> **Article**

####

Tragédies
Deux tragédies fondent la raison d’Etat, formule dont le caractère intrinsèquement sombre est renforcé par ses usages autoritaires et impérialistes contemporains, mais aussi par ses mésusages totalitaires qui sont emblématiques d’une volonté de certains agents politiques et corporations occultes de se dérober face à leur condition citoyenne. Universelle en l’état, cette première tragédie est assez compréhensible pour un esprit qui sait demeurer raisonnable face à la condition humaine. En effet, déterminer le juste milieu entre l’utilité et la nécessité, le désirable et l’inévitable, le bien commun et la justice, la liberté et la sécurité, etc., est l’exercice auquel est soumise toute communauté politique constituée et désireuse de maintenir son ordre intérieur. La raison d’Etat est précisément le moyen ultime pour les communautés politiques de déterminer les conditions et les limites d’une action qui justifierait la transgression des valeurs morales et des lois au nom du bien commun. La raison d’Etat pose la question des limites de l’acceptable et de l’inacceptable, du tolérable et de l’intolérable. Il y a bien des circonstances où l’écart est grand entre éthique et politique, morale et sécurité, le juste et le bien, la liberté et la vérité, etc. La tache tragique pour les gouvernants est de devoir trouver l’harmonie face au pluralisme des valeurs et des intérêts ; face aux contingences et aux incertitudes inhérentes au gouvernement de la vie en communauté, il leur faut constamment déterminer les valeurs et les intérêts prioritaires, non des individualités privées, mais de l’ensemble de la communauté politique. De Platon à Rawls le chemin est long pour établir les conditions de l’harmonie ou du consensus entre politique et justice.

####

> **Données enregistrées**
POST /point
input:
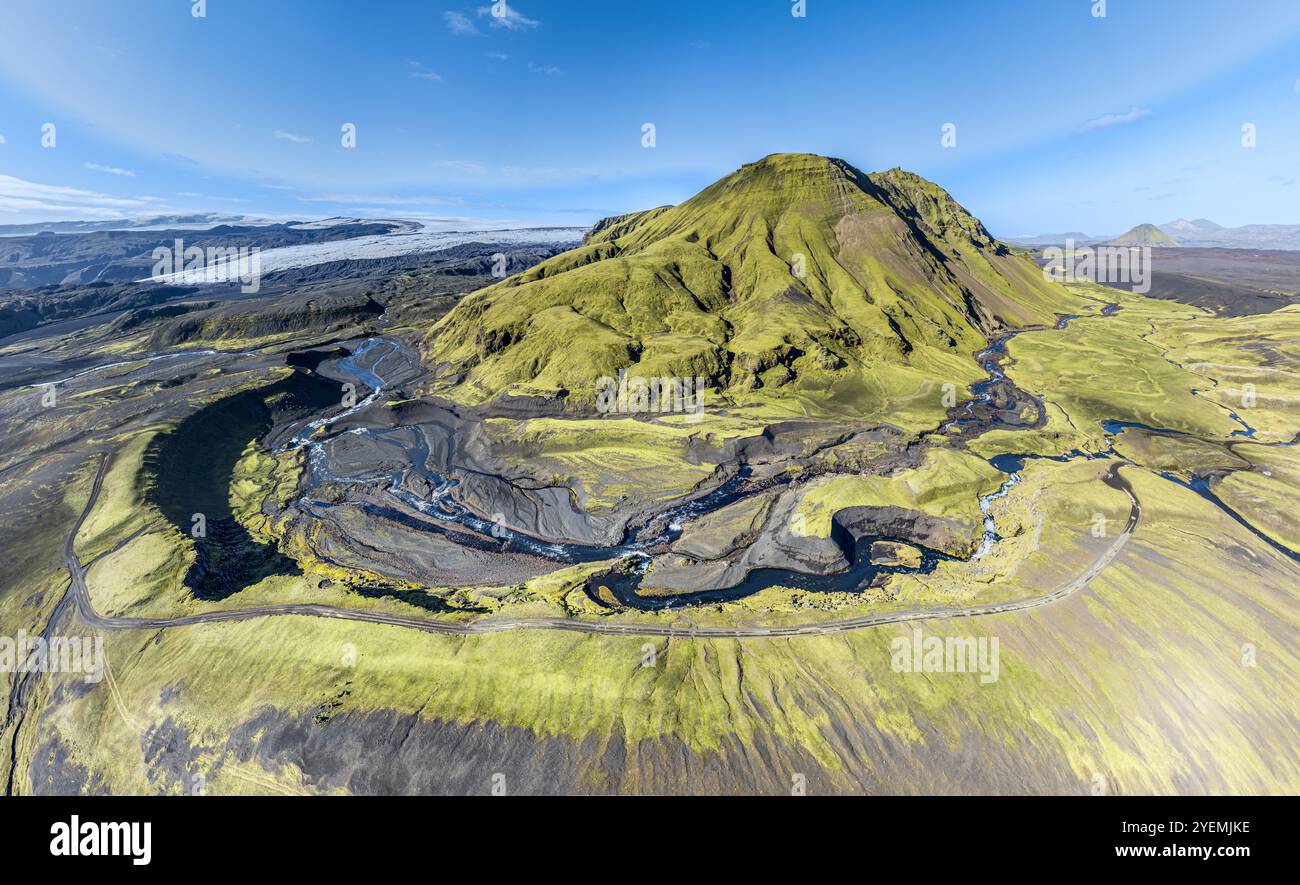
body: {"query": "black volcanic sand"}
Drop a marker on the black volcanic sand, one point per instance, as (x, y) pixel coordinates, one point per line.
(190, 471)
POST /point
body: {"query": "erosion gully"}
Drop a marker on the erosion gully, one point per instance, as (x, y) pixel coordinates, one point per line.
(995, 402)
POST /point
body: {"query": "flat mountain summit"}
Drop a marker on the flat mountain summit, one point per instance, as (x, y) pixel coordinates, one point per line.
(796, 273)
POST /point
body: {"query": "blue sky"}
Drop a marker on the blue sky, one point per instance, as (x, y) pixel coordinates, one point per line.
(1065, 121)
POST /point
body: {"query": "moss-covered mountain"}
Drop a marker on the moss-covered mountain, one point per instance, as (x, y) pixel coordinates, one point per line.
(797, 274)
(1144, 235)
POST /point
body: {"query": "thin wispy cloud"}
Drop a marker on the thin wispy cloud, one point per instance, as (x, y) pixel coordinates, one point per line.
(193, 195)
(111, 170)
(502, 14)
(459, 24)
(381, 199)
(467, 166)
(18, 195)
(1108, 120)
(420, 72)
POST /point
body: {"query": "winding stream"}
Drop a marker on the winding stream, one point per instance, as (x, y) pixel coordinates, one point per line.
(995, 402)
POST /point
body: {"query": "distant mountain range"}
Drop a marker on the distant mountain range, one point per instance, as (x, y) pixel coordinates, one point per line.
(1200, 233)
(797, 272)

####

> **Tâches à réaliser**
(a) Pour chaque affirmation, indiquez par oui ou par non si elle concorde avec le texte sur la raison d’État, et citez mot pour mot les termes qui tranchent. (i) Deux tragédies fondent la raison d’État. (ii) La première tragédie ne concerne que certaines communautés. (iii) Les gouvernants doivent fixer les valeurs prioritaires des individualités privées.
(b) Reprenez le texte sur la raison d’État à la suite de sa dernière phrase.
On peut se passer des lignes enregistrées.

> **Réponses par tâche**
(a)
(i) Oui : « Deux tragédies fondent la raison d’Etat ».
(ii) Non : « Universelle en l’état ».
(iii) Non : « non des individualités privées, mais de l’ensemble de la communauté politique ».

(b)
En plus de faire face à cette tragédie universelle, le Sénégal semble s’être fait une tragédie qui lui est bien propre, locale pour ainsi dire. On semble y être profondément attaché à une « image d’Épinal de la raison d’Etat » immodérément réduite à l’affirmation brutale du pouvoir et de la primauté des intérêts de ses agents sur les valeurs morales ou sur le bien public, ainsi que sur l’ordre juridique qui les incarne (Laggré et Dorandeu 1993, p.147). Comme il est connu de tous, la classe politique sénégalaise est en majorité adepte de Machiavel qui avait une conception assez « réaliste » de la politique et de la raison d’Etat, celle-ci étant pour lui un instrument privilégié de celle-là. Cette classe politique semble malheureusement s’être constituée en une classe d’éponymes du Florentin dont ils ont à coup sûr trahi la pensée véritable et la visée somme toute beaucoup moins cannibale qu’on le pense. Comme nous le verrons, non seulement la raison d’Etat n’est pas une invention machiavélienne (Sennelart 1989), mais Machiavel en avait une meilleure fin dans son contexte social et historique.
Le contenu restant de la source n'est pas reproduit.